It is difficult to comment further at
this time on the expected financial
outcomes for 2007/08 because
of the volatile market conditions
that currently exist in some of our
key markets. We will provide an
update for shareholders on trading
conditions at the Annual General
Meeting on 29 October 2007.
Rod Pearse
CEO and Managing
Director
Strengthening our resource-
based manufacturing positions
Acquisitions and organic growth
projects that have been completed
are proving to be value creating
and have offset the reduction
in Boral’s EBITDA which would
otherwise have resulted from the
significant Australian and USA
housing downturns.
Most organic growth projects take
a few years of construction and
commissioning before benefits are
delivered. As current projects are
completed, and as markets grow,
Boral’s growth portfolio will be
increasingly value-adding and will
improve Boral’s overall returns.
A status of recently completed
and continuing growth projects is
summarised in the accompanying
table (page 8).

**What to produce**
Reproduce word for word the part of the Boral report excerpt that begins at the words containing "Most organic growth" and stops after "table (page 8).".

**Dataset extract**
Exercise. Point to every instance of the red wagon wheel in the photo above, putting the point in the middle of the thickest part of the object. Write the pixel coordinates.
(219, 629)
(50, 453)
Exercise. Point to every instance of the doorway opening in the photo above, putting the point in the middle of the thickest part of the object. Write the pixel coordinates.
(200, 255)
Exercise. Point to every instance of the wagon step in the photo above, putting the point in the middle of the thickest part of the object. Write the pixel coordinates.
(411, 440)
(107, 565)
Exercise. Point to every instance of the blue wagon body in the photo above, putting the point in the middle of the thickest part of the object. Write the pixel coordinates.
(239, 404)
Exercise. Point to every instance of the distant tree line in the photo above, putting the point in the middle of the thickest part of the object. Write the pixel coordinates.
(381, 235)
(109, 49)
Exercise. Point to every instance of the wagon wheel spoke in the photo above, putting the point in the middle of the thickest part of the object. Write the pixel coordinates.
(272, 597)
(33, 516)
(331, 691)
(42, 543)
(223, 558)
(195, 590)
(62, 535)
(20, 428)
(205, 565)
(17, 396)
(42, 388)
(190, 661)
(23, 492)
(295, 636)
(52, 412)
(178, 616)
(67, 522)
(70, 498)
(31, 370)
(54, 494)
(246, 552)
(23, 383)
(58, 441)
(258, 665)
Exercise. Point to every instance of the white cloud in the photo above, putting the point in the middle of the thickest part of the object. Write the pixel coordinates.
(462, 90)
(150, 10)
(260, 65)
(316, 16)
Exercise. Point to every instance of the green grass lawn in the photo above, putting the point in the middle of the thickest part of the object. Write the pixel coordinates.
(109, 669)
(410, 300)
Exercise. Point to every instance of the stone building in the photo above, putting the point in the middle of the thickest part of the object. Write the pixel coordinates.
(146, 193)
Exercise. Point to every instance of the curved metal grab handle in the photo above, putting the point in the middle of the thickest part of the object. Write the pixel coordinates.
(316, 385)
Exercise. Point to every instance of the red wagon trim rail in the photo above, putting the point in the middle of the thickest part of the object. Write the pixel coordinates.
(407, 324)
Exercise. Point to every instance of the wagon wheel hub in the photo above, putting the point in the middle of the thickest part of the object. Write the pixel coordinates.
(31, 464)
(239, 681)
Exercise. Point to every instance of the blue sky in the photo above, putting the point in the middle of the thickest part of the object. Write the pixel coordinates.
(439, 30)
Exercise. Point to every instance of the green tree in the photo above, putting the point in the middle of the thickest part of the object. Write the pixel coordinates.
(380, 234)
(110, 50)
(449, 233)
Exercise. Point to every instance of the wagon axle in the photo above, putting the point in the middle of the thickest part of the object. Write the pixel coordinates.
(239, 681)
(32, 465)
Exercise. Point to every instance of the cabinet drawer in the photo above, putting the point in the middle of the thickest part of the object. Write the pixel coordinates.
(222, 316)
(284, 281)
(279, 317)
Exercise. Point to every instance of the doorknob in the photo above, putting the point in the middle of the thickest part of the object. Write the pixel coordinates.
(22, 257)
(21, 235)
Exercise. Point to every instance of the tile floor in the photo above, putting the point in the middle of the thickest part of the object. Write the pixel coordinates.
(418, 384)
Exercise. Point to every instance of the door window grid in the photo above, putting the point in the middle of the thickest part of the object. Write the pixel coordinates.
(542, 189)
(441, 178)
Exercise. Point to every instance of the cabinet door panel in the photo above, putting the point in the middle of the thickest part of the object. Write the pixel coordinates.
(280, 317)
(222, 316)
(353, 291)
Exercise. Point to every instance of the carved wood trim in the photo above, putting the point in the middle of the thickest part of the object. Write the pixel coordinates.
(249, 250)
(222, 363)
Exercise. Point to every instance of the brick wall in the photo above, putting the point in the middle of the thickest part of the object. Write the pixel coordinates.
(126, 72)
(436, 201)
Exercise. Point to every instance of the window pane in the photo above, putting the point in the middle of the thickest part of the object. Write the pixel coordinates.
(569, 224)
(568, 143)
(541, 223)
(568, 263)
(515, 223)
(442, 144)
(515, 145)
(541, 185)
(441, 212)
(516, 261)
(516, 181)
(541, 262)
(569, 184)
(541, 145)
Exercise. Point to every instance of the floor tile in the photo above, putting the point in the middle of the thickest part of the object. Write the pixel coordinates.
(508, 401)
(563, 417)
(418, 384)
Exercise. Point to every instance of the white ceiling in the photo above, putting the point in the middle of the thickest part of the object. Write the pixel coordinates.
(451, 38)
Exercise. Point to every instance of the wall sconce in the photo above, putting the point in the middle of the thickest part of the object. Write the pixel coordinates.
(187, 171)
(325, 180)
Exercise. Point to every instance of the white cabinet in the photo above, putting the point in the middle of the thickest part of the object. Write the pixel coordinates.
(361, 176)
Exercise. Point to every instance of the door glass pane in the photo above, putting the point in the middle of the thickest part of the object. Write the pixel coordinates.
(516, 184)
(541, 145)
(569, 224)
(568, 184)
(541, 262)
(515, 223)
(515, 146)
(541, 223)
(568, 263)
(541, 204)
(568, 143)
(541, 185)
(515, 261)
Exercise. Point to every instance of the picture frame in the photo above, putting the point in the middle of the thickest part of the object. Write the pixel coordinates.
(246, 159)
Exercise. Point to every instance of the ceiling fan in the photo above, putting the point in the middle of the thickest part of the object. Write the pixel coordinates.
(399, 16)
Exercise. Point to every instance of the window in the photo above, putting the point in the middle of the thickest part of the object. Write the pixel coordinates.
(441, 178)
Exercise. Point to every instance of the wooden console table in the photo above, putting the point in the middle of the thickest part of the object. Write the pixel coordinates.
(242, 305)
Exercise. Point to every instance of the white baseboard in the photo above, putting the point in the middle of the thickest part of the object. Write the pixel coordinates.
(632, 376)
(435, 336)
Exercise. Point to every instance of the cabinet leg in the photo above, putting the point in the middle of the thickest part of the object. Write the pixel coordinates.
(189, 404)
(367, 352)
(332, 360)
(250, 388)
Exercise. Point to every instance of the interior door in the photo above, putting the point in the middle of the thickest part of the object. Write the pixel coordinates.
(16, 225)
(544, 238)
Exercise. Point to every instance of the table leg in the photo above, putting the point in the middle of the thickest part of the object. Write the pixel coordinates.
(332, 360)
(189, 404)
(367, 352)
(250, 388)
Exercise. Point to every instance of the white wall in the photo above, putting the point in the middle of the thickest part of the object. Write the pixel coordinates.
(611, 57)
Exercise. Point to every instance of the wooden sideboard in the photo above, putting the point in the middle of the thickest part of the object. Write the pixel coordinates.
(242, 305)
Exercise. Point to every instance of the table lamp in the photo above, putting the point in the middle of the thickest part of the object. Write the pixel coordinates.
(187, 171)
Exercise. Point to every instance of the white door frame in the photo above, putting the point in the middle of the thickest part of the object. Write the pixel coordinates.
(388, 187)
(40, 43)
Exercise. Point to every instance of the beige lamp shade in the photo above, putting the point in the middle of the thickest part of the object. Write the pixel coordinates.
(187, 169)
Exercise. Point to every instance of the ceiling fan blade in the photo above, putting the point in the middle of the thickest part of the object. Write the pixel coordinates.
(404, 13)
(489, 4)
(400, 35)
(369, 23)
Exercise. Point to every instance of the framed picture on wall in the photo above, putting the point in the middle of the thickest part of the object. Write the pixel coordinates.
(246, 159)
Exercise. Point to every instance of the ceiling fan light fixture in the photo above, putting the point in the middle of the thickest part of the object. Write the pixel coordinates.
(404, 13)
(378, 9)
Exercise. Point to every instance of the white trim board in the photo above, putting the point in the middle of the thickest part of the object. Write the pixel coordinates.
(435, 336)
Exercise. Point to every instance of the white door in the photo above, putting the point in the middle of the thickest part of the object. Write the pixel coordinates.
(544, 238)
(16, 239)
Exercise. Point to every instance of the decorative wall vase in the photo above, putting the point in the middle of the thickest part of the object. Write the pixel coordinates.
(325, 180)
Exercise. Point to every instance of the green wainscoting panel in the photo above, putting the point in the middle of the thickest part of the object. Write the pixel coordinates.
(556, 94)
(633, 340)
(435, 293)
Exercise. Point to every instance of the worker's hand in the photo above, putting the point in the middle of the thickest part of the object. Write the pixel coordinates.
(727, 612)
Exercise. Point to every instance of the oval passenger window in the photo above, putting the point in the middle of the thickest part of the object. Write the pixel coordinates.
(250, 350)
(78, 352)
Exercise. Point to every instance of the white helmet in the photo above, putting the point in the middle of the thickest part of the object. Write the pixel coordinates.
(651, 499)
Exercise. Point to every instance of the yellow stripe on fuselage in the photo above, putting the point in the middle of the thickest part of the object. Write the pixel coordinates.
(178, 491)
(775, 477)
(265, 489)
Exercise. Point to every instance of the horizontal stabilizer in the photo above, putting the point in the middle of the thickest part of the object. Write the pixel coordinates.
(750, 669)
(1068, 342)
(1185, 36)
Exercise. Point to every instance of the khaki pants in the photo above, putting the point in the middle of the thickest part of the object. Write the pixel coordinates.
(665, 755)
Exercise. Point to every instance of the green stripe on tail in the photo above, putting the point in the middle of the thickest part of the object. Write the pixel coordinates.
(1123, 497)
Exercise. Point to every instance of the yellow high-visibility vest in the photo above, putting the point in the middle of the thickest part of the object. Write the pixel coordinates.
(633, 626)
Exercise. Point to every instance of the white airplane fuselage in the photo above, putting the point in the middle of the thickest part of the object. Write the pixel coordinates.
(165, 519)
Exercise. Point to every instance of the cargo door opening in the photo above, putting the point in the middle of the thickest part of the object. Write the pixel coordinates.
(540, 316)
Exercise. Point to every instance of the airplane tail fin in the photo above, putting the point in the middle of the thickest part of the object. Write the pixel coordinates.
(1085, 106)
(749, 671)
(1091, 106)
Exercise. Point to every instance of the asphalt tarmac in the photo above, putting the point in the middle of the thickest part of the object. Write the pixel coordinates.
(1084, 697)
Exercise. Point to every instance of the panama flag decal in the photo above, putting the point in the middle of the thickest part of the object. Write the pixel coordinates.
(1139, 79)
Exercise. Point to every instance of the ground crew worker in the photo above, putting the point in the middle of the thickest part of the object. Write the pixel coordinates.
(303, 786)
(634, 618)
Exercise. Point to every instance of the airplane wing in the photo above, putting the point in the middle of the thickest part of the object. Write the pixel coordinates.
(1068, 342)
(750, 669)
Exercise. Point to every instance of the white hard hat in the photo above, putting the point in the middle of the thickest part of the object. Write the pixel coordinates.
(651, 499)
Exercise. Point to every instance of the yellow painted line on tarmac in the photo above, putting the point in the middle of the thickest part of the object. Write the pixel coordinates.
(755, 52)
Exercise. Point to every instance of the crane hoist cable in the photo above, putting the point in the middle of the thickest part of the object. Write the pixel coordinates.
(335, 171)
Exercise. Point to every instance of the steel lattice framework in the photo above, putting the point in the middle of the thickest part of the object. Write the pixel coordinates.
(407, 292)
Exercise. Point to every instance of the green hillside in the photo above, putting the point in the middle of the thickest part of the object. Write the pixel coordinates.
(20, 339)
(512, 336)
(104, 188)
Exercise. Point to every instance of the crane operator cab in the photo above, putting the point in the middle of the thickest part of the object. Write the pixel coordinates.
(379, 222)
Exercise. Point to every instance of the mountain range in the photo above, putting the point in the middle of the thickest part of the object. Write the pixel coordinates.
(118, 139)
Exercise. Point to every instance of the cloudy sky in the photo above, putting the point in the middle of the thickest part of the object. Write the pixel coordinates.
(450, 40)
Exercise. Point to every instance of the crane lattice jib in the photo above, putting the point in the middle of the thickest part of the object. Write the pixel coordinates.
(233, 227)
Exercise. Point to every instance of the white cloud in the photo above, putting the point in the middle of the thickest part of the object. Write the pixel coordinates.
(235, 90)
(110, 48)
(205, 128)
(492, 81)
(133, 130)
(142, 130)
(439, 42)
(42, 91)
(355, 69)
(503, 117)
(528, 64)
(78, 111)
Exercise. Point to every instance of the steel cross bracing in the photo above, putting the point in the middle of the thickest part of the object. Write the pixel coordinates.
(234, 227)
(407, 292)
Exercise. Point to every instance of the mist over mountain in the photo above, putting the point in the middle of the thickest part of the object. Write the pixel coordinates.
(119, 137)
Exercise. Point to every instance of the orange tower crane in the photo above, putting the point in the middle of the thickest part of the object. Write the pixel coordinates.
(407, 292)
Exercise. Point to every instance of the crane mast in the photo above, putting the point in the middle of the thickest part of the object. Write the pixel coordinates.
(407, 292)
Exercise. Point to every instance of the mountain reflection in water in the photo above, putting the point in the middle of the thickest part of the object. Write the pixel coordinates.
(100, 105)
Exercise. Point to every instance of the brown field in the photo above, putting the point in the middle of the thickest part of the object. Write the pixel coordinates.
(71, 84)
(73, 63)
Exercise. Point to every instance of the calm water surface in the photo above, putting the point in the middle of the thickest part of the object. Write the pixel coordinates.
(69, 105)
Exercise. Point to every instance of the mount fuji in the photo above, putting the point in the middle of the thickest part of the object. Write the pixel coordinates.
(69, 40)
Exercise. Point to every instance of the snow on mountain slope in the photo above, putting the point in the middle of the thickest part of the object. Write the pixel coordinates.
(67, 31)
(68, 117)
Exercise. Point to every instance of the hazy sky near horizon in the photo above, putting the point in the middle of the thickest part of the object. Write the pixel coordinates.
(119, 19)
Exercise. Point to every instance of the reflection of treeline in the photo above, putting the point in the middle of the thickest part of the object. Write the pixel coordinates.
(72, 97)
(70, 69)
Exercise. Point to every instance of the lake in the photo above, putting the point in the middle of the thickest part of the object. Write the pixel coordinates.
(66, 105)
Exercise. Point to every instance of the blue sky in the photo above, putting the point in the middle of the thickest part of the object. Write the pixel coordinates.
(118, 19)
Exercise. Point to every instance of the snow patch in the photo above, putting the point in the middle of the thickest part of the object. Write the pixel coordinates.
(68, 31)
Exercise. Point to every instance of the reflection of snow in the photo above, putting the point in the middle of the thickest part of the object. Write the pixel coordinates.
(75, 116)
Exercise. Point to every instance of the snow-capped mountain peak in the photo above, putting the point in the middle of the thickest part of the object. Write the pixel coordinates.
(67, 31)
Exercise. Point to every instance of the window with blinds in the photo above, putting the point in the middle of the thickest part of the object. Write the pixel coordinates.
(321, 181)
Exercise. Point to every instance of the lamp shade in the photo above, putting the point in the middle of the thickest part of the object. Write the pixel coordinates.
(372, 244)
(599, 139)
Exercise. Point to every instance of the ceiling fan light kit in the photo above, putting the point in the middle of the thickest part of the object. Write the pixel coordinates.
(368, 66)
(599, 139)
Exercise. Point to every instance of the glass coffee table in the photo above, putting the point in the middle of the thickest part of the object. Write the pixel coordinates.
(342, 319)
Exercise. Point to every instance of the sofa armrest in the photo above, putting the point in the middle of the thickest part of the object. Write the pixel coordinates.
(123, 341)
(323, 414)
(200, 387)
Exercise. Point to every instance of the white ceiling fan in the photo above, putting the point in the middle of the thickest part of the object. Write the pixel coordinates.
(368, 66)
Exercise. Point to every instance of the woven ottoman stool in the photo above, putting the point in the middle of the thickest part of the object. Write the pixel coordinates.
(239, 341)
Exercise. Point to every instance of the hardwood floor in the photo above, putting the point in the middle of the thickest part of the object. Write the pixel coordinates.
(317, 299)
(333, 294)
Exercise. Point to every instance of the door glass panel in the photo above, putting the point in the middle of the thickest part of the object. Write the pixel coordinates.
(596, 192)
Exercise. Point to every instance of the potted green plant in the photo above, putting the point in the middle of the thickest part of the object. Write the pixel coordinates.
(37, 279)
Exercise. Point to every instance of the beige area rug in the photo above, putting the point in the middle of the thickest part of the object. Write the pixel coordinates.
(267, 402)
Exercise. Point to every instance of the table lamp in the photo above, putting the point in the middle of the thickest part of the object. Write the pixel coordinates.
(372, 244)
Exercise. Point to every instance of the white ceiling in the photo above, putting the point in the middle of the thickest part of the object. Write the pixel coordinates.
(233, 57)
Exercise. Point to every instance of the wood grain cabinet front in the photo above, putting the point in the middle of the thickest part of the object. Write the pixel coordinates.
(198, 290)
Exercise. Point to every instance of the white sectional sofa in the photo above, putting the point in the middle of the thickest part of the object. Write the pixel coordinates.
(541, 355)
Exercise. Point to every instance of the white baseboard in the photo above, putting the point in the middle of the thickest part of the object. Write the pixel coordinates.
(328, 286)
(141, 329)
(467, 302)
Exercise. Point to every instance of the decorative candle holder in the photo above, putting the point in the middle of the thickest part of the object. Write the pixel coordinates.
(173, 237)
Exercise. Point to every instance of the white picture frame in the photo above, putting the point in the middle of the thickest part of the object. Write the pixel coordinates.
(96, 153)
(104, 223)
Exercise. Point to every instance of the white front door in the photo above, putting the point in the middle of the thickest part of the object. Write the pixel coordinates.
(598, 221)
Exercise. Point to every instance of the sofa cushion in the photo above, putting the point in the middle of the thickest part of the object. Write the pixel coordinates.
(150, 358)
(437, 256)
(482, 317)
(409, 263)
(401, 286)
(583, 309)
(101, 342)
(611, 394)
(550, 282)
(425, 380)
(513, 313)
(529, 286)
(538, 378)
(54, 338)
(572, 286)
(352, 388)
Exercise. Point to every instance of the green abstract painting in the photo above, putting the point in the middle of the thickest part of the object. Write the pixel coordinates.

**Answer to the problem**
Most organic growth projects take
a few years of construction and
commissioning before benefits are
delivered. As current projects are
completed, and as markets grow,
Boral’s growth portfolio will be
increasingly value-adding and will
improve Boral’s overall returns.
A status of recently completed
and continuing growth projects is
summarised in the accompanying
table (page 8).